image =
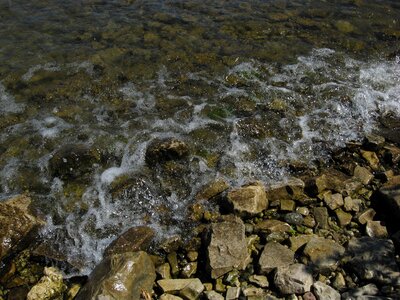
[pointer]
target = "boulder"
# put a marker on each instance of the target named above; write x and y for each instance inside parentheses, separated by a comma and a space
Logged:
(293, 279)
(74, 161)
(49, 287)
(227, 247)
(373, 260)
(134, 239)
(120, 276)
(324, 292)
(273, 256)
(249, 199)
(162, 150)
(18, 227)
(324, 254)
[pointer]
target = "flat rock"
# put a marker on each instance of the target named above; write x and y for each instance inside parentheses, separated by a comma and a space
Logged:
(273, 256)
(324, 254)
(293, 279)
(373, 260)
(120, 276)
(249, 199)
(18, 227)
(134, 239)
(227, 248)
(324, 292)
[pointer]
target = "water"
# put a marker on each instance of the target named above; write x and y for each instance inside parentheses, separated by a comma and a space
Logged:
(252, 88)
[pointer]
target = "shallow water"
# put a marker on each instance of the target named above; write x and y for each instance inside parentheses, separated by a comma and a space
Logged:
(252, 88)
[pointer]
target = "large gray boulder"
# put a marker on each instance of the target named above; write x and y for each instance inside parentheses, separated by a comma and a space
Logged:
(373, 260)
(18, 227)
(120, 277)
(227, 247)
(273, 256)
(293, 279)
(249, 199)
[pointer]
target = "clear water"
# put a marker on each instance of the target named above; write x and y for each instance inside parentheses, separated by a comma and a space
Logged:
(251, 87)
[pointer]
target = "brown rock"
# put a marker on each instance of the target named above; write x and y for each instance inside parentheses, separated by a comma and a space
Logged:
(134, 239)
(18, 227)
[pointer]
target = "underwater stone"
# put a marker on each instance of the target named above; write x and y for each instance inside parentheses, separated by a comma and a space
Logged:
(161, 150)
(18, 227)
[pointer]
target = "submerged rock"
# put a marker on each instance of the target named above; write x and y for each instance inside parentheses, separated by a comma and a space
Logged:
(50, 286)
(249, 199)
(120, 276)
(227, 248)
(18, 226)
(134, 239)
(161, 150)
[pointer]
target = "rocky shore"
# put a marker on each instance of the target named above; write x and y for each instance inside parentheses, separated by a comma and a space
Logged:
(330, 232)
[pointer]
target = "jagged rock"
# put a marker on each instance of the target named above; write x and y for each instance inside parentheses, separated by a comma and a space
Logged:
(249, 199)
(331, 180)
(373, 260)
(227, 248)
(49, 287)
(293, 279)
(389, 197)
(325, 292)
(376, 230)
(18, 227)
(74, 161)
(213, 295)
(363, 175)
(134, 239)
(212, 189)
(273, 256)
(324, 254)
(120, 276)
(271, 226)
(293, 189)
(321, 217)
(333, 201)
(161, 150)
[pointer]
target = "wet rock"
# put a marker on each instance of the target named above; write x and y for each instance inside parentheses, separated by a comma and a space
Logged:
(324, 254)
(249, 199)
(232, 293)
(333, 201)
(363, 175)
(161, 150)
(331, 180)
(212, 189)
(324, 291)
(18, 227)
(294, 218)
(74, 161)
(227, 247)
(273, 256)
(343, 217)
(321, 217)
(389, 197)
(367, 215)
(293, 279)
(134, 239)
(213, 295)
(287, 205)
(120, 276)
(50, 286)
(293, 189)
(375, 229)
(272, 226)
(373, 260)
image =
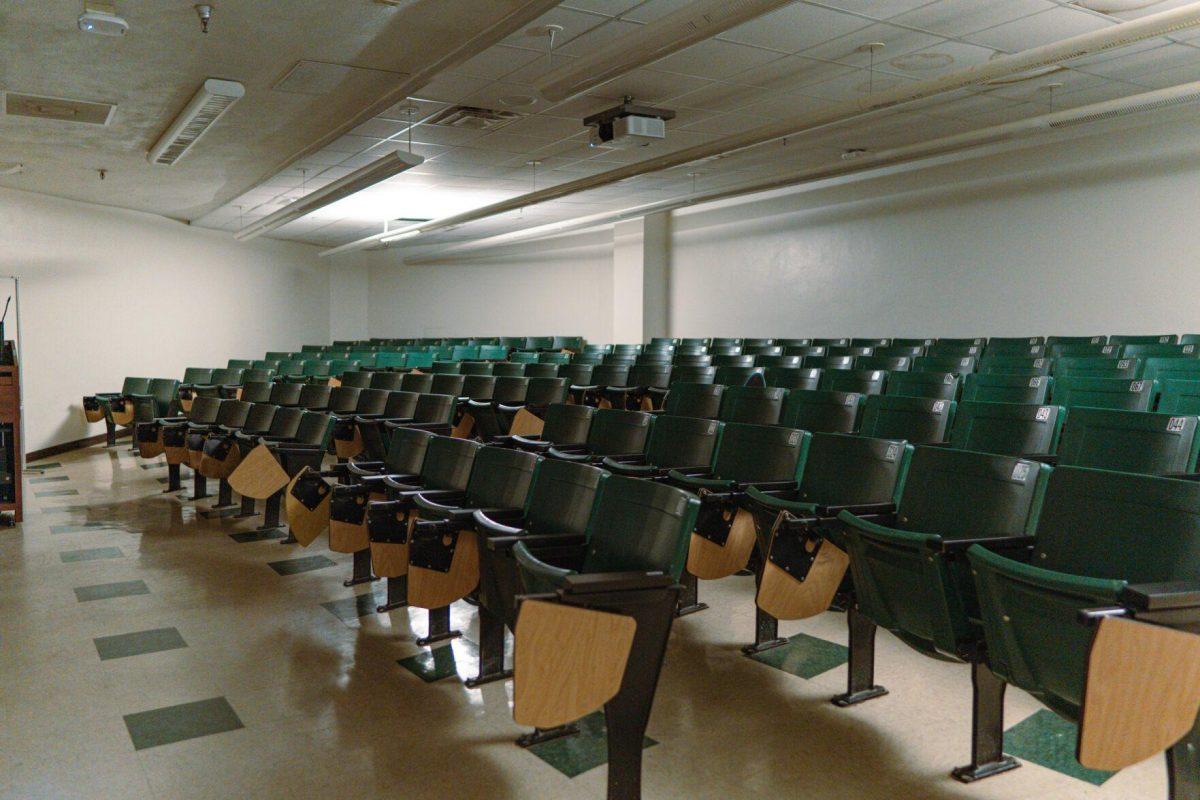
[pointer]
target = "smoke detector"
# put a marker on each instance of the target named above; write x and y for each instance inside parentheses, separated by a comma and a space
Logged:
(101, 18)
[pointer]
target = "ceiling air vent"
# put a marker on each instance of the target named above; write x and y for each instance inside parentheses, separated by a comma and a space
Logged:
(58, 108)
(213, 100)
(475, 119)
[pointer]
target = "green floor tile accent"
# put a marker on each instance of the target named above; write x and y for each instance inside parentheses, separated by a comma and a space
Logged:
(804, 656)
(138, 643)
(576, 755)
(107, 590)
(257, 535)
(441, 662)
(352, 608)
(91, 554)
(1047, 739)
(180, 722)
(306, 564)
(75, 528)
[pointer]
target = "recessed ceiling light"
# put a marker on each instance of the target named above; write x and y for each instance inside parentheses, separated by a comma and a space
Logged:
(921, 61)
(1115, 6)
(517, 101)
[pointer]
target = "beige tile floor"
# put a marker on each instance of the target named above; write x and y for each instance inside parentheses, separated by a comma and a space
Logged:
(329, 714)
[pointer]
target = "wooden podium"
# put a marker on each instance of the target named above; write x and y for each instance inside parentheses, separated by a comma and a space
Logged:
(11, 455)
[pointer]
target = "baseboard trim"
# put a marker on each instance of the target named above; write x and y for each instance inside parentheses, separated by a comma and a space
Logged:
(67, 446)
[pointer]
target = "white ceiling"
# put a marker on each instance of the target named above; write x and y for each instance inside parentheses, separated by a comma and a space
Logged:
(801, 58)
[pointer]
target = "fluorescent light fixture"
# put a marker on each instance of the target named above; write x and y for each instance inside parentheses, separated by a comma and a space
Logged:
(402, 234)
(360, 179)
(694, 23)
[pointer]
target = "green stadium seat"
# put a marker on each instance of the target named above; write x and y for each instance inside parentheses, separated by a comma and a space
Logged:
(993, 388)
(917, 420)
(1097, 367)
(753, 404)
(1126, 546)
(934, 385)
(863, 382)
(1129, 441)
(822, 411)
(1019, 429)
(911, 576)
(1105, 392)
(793, 377)
(694, 400)
(628, 565)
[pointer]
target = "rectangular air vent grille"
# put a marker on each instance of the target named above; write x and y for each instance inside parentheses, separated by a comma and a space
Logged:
(469, 116)
(58, 108)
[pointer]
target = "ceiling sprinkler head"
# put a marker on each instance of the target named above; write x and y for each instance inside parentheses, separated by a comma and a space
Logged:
(205, 13)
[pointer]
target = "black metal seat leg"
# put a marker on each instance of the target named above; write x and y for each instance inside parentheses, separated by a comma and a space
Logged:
(491, 650)
(439, 627)
(1183, 768)
(861, 671)
(689, 600)
(988, 756)
(247, 509)
(361, 572)
(397, 594)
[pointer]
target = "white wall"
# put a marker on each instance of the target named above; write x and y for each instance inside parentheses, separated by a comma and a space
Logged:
(107, 293)
(559, 287)
(1096, 235)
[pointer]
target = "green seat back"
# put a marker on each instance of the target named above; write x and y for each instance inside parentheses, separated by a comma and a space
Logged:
(901, 583)
(843, 469)
(793, 377)
(678, 441)
(568, 425)
(195, 376)
(617, 432)
(1007, 428)
(562, 495)
(822, 411)
(918, 420)
(960, 365)
(1097, 367)
(1180, 397)
(756, 453)
(863, 382)
(1129, 441)
(934, 385)
(315, 396)
(387, 380)
(754, 404)
(499, 477)
(448, 463)
(1104, 392)
(1168, 368)
(694, 400)
(448, 384)
(993, 388)
(1092, 539)
(1003, 365)
(640, 525)
(285, 394)
(417, 382)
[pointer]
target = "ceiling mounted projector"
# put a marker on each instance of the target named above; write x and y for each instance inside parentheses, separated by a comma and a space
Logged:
(628, 126)
(101, 18)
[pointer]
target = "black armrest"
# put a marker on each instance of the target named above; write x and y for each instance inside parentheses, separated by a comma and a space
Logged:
(603, 582)
(990, 542)
(1162, 596)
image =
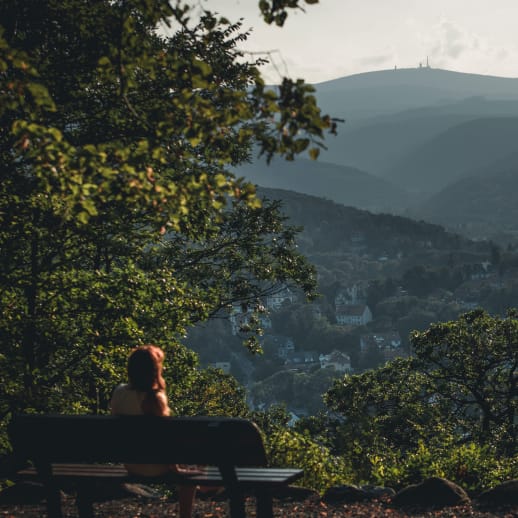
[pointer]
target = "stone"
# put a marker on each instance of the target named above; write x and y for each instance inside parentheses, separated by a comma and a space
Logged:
(501, 495)
(294, 493)
(376, 492)
(25, 492)
(346, 494)
(433, 492)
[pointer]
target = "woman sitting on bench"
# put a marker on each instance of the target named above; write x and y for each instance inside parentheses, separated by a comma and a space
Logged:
(145, 394)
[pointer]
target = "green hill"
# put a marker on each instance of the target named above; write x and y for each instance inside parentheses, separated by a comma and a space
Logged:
(341, 184)
(455, 152)
(482, 203)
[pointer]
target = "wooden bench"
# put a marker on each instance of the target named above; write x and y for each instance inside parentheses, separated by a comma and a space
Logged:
(85, 450)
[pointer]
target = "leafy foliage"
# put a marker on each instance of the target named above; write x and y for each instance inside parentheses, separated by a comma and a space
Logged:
(120, 220)
(448, 411)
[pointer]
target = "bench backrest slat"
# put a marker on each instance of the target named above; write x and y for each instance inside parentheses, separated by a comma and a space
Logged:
(137, 439)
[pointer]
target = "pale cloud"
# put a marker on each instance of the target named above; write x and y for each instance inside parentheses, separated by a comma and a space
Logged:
(450, 45)
(380, 60)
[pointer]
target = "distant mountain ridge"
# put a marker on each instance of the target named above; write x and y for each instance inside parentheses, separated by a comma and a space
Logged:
(455, 153)
(417, 142)
(345, 185)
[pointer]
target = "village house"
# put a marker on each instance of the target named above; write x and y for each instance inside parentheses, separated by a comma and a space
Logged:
(224, 366)
(238, 319)
(388, 343)
(388, 340)
(353, 315)
(276, 300)
(302, 359)
(350, 295)
(337, 360)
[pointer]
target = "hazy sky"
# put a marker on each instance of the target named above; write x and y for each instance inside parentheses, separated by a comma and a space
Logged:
(336, 38)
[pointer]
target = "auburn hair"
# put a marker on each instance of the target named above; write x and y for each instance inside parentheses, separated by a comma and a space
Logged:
(145, 365)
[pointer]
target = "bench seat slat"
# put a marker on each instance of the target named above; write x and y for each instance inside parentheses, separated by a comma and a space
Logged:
(210, 476)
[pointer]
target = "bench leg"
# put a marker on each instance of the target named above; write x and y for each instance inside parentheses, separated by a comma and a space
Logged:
(237, 504)
(264, 504)
(84, 504)
(53, 496)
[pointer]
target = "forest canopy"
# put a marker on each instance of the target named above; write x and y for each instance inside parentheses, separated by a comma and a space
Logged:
(120, 220)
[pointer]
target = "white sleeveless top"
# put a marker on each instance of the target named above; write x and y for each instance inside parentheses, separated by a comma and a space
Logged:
(128, 401)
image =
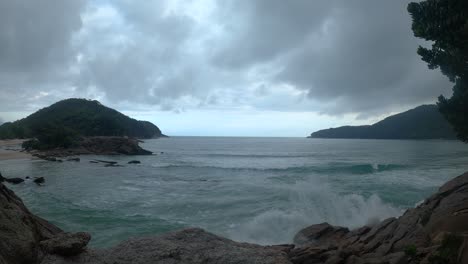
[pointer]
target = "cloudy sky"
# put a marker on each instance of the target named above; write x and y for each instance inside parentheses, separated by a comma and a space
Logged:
(216, 67)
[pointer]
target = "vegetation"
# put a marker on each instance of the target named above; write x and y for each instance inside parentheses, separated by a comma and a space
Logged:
(445, 24)
(423, 122)
(62, 123)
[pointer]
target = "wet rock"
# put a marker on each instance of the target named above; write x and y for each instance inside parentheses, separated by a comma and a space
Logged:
(323, 234)
(66, 244)
(106, 162)
(20, 231)
(14, 180)
(193, 246)
(39, 180)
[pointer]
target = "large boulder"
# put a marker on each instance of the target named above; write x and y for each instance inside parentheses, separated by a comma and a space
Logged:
(420, 233)
(189, 246)
(20, 231)
(66, 244)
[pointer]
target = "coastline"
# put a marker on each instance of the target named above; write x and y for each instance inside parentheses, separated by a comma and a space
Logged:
(9, 150)
(433, 232)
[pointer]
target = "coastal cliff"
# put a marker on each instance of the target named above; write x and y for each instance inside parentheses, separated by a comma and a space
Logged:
(422, 122)
(436, 231)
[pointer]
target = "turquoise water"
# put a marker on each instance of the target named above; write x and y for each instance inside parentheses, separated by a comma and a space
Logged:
(260, 190)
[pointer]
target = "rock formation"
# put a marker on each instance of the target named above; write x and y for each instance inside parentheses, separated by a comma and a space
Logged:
(435, 232)
(421, 235)
(95, 145)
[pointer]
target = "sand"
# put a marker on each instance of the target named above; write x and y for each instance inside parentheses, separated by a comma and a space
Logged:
(9, 149)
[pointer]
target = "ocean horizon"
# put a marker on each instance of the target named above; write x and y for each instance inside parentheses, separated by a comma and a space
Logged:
(249, 189)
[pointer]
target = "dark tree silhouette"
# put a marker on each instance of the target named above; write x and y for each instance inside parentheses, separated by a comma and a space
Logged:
(445, 24)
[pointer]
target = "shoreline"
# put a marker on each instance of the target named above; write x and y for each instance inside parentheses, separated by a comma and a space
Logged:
(432, 232)
(9, 150)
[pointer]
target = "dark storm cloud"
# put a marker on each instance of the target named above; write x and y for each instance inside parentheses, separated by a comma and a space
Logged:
(36, 48)
(328, 56)
(359, 54)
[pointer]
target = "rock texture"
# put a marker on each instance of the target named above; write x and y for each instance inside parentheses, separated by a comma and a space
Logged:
(421, 235)
(435, 232)
(66, 244)
(20, 231)
(189, 246)
(96, 145)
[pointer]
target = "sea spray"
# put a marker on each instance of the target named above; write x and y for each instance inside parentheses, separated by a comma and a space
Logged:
(258, 190)
(312, 202)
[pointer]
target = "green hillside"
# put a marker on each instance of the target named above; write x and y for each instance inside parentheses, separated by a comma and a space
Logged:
(78, 117)
(423, 122)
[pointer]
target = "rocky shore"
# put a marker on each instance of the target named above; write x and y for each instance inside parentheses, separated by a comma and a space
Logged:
(436, 231)
(97, 146)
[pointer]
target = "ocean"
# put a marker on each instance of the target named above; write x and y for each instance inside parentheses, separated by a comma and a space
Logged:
(260, 190)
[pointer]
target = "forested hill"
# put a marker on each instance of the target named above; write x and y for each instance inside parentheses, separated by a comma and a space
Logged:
(423, 122)
(79, 117)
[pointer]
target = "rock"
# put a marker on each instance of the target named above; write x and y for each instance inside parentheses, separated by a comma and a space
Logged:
(96, 145)
(39, 180)
(106, 161)
(189, 246)
(113, 165)
(424, 228)
(113, 145)
(20, 231)
(192, 246)
(66, 244)
(323, 234)
(14, 180)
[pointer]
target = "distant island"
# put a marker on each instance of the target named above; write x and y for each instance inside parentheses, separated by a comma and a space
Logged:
(77, 124)
(422, 122)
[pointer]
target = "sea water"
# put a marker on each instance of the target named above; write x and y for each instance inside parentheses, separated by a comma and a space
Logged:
(260, 190)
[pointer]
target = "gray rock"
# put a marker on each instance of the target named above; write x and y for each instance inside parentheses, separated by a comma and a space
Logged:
(66, 244)
(14, 180)
(322, 234)
(20, 231)
(39, 180)
(445, 212)
(189, 246)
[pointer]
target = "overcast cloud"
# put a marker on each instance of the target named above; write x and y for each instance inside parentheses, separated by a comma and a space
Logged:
(335, 61)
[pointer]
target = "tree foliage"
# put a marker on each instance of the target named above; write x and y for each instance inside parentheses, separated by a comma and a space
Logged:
(445, 24)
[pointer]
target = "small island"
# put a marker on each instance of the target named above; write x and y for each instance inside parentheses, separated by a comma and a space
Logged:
(80, 126)
(422, 122)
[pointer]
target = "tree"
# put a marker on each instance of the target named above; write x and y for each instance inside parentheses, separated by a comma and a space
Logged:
(445, 24)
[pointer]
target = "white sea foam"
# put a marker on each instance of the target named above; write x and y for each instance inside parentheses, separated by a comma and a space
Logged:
(312, 203)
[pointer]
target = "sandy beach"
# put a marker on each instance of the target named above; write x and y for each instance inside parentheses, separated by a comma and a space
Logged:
(9, 149)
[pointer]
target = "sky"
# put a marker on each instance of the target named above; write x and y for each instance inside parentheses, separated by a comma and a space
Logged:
(217, 67)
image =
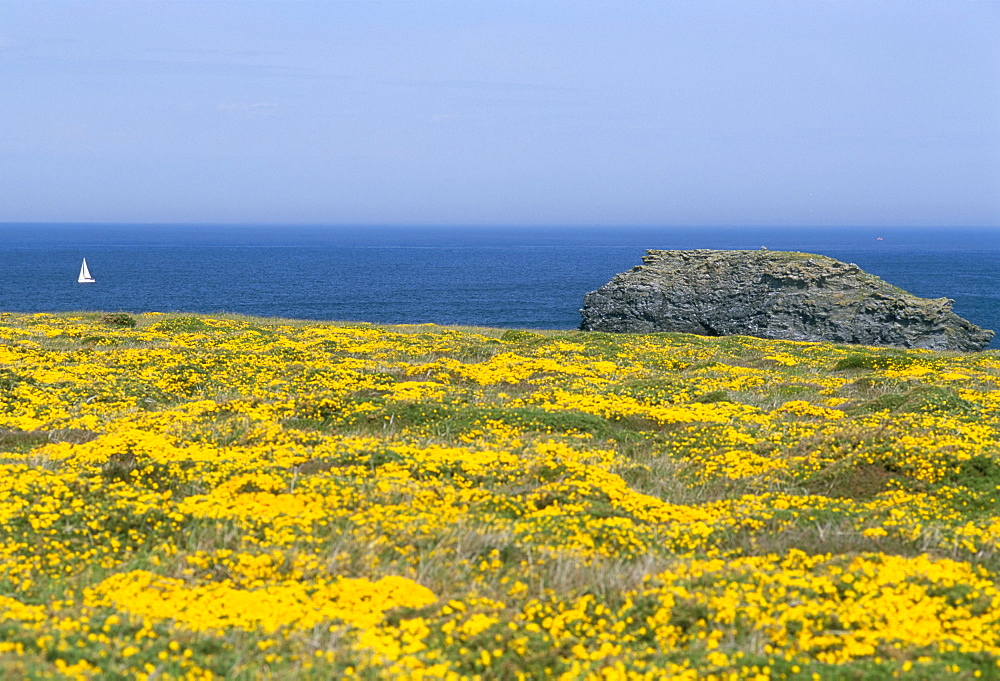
○ ○ ○
- What this task involves:
All lines of the data that hold "green" need to be copied.

- Exercise solution:
target = "green floor tile accent"
target = "green stadium seat"
target = "green seat back"
target = "green hill"
target = "green hillside"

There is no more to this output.